**Ziel der Aufgabe A:**
Zähle, wie viele Zeilen der Einträge die Zeichenfolge „lamp“ enthalten, und gib nur diese Zahl an. Dabei zählt die Groß- und Kleinschreibung.

**Vorliegender Text:**

Und wieder ein Gedenkjahr

Badische Zeitung vom Mittwoch, 12. Januar 2005 

LEITARTIKEL 

Von Bettina Schulte

Im Gedenkritual steckt auch eine Chance:
dem Mythos näher zu treten und einmal genau hinzuschauen 

Das Gedenken kann zur Qual werden. Oder mindestens zur lästigen Pflichtübung, zur politisch oder ökologisch oder kulturell korrekten Alibiveranstaltung. Es kommt mit rituellem Mediengetöse daher und verpufft folgenlos. Gerade erst haben wir in Baden-Württemberg das Mörike-Jahr hinter uns - landauf landab ließ man zu Ehren des 200. Geburtstags des Lyrikers in Hunderten von Veranstaltungen das "Blaue Band" flattern; schon kündigt sich das viel größere und natürlich auch viel nationalere Schillerjahr an. Die Maschine ist schon wieder heftig angelaufen.

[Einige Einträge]

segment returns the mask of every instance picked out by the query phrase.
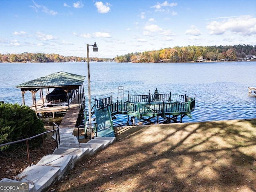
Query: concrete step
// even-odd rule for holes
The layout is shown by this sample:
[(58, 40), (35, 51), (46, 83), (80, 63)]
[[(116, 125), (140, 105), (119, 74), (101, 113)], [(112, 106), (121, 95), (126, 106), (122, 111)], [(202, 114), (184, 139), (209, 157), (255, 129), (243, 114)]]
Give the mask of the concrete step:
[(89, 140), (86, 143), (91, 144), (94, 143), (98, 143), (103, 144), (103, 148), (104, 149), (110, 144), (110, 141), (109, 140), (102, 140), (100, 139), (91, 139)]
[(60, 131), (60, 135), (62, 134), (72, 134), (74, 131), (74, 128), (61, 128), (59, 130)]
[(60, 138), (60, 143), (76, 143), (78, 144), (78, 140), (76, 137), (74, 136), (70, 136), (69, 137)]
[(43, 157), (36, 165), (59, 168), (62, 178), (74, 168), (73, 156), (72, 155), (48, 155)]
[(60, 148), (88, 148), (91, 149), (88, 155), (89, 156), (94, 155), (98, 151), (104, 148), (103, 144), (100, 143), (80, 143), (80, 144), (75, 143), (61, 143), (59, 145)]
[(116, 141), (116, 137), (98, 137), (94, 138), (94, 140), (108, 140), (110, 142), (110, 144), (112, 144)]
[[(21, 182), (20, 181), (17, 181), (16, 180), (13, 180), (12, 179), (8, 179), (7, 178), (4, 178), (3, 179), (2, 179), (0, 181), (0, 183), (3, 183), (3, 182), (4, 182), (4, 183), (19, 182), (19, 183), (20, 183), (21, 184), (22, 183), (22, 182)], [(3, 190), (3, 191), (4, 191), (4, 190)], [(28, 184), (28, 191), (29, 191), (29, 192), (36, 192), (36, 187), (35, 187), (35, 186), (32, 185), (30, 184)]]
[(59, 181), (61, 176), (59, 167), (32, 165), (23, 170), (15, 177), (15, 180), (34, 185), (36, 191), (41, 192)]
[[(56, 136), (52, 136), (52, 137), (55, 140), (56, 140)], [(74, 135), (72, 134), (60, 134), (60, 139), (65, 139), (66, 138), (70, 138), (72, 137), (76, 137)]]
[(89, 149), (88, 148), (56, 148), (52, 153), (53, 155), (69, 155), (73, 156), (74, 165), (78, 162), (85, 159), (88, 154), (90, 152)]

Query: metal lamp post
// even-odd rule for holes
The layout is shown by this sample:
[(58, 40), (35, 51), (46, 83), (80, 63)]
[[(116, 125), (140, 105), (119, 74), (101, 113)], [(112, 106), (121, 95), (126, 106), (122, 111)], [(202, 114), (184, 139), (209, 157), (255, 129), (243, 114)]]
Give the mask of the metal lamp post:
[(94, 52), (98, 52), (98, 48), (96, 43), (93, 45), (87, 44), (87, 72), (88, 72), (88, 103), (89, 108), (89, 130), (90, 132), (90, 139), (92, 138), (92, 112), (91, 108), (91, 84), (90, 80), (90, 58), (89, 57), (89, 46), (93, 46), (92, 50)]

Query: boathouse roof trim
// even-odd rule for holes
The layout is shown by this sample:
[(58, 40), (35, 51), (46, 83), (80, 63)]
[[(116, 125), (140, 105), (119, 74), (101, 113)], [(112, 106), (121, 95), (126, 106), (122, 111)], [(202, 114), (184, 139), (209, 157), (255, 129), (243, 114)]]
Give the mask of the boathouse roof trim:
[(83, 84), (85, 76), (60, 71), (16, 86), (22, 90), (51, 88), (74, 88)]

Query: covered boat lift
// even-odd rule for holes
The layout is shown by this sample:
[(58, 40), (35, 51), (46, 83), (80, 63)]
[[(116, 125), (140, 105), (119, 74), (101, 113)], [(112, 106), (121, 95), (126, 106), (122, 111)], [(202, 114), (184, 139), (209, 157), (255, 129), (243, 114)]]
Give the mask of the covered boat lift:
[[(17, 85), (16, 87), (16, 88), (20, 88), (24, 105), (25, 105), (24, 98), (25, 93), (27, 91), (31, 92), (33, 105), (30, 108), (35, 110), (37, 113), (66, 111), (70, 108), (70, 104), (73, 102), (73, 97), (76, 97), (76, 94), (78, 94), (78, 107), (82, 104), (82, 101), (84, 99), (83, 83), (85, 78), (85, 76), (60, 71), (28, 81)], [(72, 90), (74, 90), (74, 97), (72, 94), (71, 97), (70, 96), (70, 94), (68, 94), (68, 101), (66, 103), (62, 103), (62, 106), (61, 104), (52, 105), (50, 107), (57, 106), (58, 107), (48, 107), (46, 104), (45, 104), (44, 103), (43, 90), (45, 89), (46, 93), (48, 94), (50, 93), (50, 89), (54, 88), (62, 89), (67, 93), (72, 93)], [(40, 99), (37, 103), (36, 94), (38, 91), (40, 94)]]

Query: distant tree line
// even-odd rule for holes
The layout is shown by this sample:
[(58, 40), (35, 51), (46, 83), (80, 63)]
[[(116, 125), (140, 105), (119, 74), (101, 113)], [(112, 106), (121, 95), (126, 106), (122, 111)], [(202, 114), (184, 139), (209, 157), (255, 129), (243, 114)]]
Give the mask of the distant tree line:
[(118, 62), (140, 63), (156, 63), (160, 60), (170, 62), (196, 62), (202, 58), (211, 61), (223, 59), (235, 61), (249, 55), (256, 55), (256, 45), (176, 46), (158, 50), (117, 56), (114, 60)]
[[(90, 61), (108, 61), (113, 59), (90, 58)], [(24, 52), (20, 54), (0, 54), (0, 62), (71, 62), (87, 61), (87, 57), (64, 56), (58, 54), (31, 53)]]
---
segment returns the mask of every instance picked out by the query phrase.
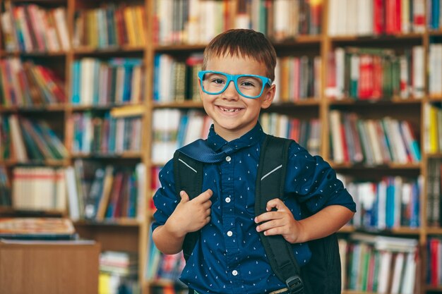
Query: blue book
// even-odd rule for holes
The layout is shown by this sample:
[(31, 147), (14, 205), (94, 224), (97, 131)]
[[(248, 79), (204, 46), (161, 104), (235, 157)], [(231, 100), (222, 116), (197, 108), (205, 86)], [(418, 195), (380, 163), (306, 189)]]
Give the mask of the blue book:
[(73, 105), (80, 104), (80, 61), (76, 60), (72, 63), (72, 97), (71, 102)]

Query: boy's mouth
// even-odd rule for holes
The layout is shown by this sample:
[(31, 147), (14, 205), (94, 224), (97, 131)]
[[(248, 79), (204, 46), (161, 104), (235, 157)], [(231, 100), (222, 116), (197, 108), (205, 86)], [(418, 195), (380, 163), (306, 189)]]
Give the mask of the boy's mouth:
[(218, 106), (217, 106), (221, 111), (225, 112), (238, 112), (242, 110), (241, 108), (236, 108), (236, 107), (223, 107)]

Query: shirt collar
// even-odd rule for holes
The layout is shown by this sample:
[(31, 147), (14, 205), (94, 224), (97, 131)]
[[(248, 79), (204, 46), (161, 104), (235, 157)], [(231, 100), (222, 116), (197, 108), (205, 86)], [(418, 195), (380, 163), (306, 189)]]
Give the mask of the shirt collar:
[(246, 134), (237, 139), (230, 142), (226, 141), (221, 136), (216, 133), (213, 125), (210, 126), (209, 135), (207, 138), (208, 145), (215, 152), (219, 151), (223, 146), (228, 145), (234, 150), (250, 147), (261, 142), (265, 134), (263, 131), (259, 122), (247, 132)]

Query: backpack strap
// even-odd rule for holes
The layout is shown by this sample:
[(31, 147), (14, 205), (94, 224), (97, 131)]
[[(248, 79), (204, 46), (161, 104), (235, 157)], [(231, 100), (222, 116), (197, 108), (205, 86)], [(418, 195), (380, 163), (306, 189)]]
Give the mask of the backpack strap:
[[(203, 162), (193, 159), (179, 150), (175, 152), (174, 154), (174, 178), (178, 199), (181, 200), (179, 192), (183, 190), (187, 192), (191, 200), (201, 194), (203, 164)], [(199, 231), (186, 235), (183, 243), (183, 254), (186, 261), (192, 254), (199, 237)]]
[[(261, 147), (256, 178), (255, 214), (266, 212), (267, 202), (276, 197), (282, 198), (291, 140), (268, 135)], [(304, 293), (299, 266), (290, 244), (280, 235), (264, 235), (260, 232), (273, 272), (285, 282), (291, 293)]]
* * *
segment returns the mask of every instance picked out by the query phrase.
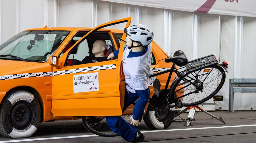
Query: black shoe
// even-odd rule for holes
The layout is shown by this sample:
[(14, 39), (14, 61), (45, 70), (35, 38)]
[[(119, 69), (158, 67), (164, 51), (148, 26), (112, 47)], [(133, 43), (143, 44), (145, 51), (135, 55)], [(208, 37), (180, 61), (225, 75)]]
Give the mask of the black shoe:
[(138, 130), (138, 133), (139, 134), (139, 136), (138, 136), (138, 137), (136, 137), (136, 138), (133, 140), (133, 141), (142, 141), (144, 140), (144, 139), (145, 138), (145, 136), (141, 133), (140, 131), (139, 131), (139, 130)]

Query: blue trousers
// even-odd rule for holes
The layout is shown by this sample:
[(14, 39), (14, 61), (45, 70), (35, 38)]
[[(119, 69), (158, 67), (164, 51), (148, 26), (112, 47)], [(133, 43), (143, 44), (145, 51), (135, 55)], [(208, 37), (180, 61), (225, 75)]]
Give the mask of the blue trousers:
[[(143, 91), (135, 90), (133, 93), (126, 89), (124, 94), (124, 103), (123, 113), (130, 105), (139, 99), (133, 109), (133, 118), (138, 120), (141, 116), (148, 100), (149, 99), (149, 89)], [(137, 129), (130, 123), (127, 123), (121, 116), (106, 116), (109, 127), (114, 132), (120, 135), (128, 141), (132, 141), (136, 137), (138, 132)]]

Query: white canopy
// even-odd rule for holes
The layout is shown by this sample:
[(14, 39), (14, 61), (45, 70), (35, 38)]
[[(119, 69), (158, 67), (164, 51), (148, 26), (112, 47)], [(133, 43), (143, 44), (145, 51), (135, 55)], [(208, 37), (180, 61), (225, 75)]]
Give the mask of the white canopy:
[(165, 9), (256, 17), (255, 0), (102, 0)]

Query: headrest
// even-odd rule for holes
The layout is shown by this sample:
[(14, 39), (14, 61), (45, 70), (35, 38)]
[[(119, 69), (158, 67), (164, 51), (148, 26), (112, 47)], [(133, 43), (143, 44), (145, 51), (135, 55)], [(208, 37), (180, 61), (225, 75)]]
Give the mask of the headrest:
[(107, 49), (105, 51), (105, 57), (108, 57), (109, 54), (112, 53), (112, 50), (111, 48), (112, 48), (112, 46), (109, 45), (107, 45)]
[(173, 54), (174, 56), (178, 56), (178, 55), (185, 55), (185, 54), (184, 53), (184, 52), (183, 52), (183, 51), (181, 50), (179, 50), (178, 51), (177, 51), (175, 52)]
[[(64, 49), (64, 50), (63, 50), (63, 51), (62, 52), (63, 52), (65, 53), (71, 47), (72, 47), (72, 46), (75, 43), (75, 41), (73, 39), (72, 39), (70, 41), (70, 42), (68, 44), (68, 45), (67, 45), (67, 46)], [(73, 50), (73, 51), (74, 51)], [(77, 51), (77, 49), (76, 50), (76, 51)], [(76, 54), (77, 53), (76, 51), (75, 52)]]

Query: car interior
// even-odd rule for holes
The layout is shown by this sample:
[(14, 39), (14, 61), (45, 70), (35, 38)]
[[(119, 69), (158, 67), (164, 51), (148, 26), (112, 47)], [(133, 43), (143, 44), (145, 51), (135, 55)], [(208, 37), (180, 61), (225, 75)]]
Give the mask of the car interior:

**Ziel der Aufgabe B:**
Fasse den Leitartikel über das Gedenkjahr in drei Sätzen zusammen.

**Ausgabe A:**
2

**Ausgabe B:**
Gedenken kann laut dem Leitartikel zur Qual, zur lästigen Pflichtübung oder zur Alibiveranstaltung werden, die mit rituellem Mediengetöse daherkommt und folgenlos verpufft. Als Beispiel dient das gerade beendete Mörike-Jahr in Baden-Württemberg mit Hunderten von Veranstaltungen zum 200. Geburtstag des Lyrikers, während sich schon das viel größere und nationalere Schillerjahr ankündigt. Zugleich sieht der Text im Gedenkritual die Chance, dem Mythos näherzutreten und genau hinzuschauen.